• **TEXT PASSAGE**
2.2 Assigning the atoms grown from, the nature of the groups added, and the bonds formed during fragment-to-lead (F2L) elaboration

During the F2L optimisation process, new groups are added to the fragment along well-defined growth vectors to increase protein-binding affinity (typically from mM to nM). This occurs through the formation of additional hydrogen bonds with the protein side chains/backbone and/or lipophilic/space-filling interactions with the 3D-architecture of the protein. The process of growth vector elaboration is used in FBDD and out of the F2L cases analysed in our dataset, the majority involved growth from 1 or 2 vectors with <20% of examples requiring modification from multiple vectors (growth from 3 vectors = 14% and growth from 4 vectors = 3%, Fig. 4). This highlights the ability of the FBDD process to grow a fragment into a lead in a precise, ligand-efficient manner along specific vectors guided by the protein structure; and, underlines the importance of synthetic methods that allow for selective functionalisation in the presence of polar functionalities.

• **TASKS**
**A.** In the passage on fragment-to-lead elaboration, what share of the analyzed cases involved growth from 3 vectors?
**B.** List every item that the heading of the fragment-to-lead passage says is being assigned.
**C.** Carry on the passage about fragment-to-lead elaboration, starting after its last sentence.

• **RECORDS SHOWN**
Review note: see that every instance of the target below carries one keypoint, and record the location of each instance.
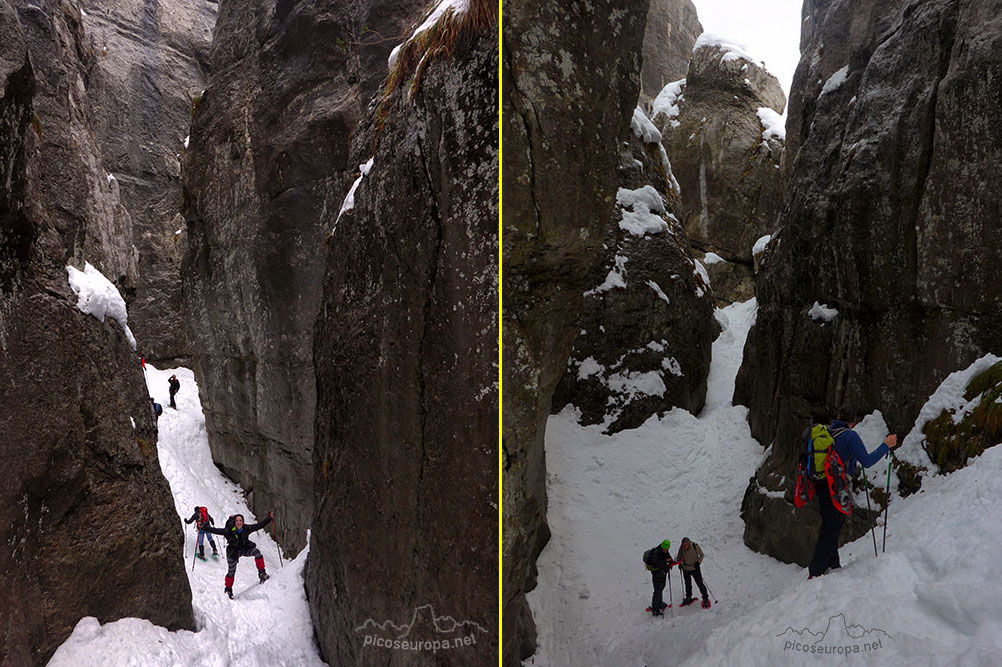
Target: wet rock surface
(77, 440)
(893, 133)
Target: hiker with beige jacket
(688, 558)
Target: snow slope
(266, 625)
(935, 596)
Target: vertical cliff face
(896, 126)
(268, 155)
(723, 133)
(570, 87)
(149, 58)
(671, 29)
(647, 323)
(77, 440)
(405, 352)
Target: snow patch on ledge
(645, 209)
(657, 290)
(948, 396)
(731, 50)
(666, 102)
(98, 296)
(774, 124)
(454, 7)
(760, 245)
(835, 81)
(643, 128)
(349, 202)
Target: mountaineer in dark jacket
(237, 536)
(174, 385)
(202, 519)
(851, 450)
(658, 561)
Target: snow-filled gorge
(265, 625)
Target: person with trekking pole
(237, 535)
(887, 508)
(833, 453)
(658, 562)
(202, 518)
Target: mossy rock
(950, 445)
(909, 478)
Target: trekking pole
(194, 553)
(707, 588)
(873, 528)
(887, 508)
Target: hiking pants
(688, 576)
(827, 551)
(657, 599)
(233, 555)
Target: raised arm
(866, 459)
(260, 525)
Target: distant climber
(848, 445)
(237, 536)
(202, 519)
(658, 562)
(688, 558)
(174, 386)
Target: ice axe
(275, 532)
(887, 508)
(194, 552)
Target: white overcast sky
(771, 29)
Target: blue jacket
(849, 446)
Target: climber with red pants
(237, 535)
(201, 519)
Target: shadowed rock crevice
(563, 127)
(405, 354)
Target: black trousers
(827, 550)
(657, 599)
(688, 576)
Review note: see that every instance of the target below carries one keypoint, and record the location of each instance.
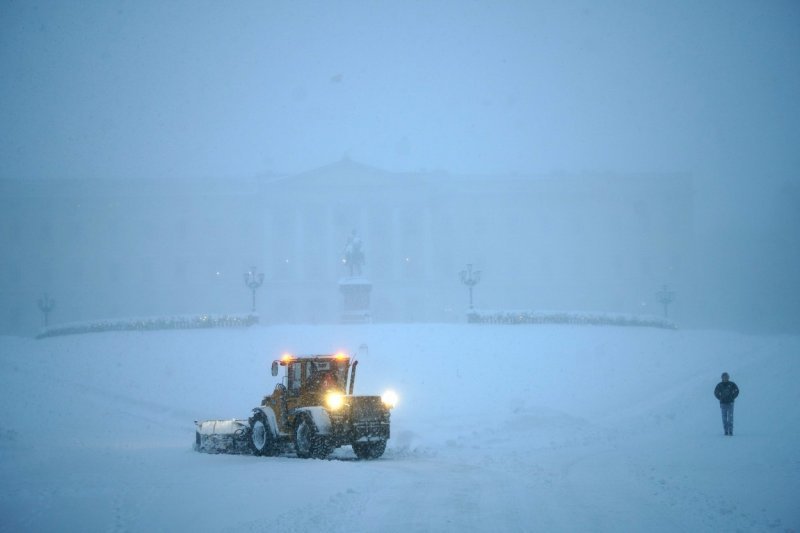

• **EXERCISE RESPONSES**
**A.** 14%

**B.**
- The atoms grown from
- The nature of the groups added
- The bonds formed during fragment-to-lead (F2L) elaboration

**C.**
Fig. 5a shows an example of a fragment hit (1) which was elaborated to generate a clinical candidate (tolinapant), affording a >106-fold increase in potency for cIAP1 (KD(fragment 1) = >5 mM (NMR) vs. cell IC50(tolinapant) = 0.2 nM, Fig. 5).25,27 To understand: (1) what type of atoms the growth originates from, and (2) which types of groups are added to a fragment during F2L optimisation, we retrospectively defined the observed growth vectors that were used to evolve a fragment-hit into a lead throughout our dataset (Fig. 5 and 8 in manuscript and ESI Fig. S1, S2 and Table S1, red and cyan bonds). These growth vectors represent the organic motifs that were added to the lead during this process. This classification was achieved by comparing the optimised lead structure against the starting fragment and highlighting the changes between the two. These highlighted bonds are therefore nominal and do not necessarily reflect the actual synthesis undertaken in the original publication, though in many cases it may be similar.

Most of the growth vectors in our analysis were defined by comparing the X-ray structures or dockings of the fragment and the lead. For those cases where no X-ray structural information was available, we have inferred growth vectors by comparison of the chemical structures of the hit and the lead. Our guidelines for assigning growth vectors are as follows (for further information see ESI).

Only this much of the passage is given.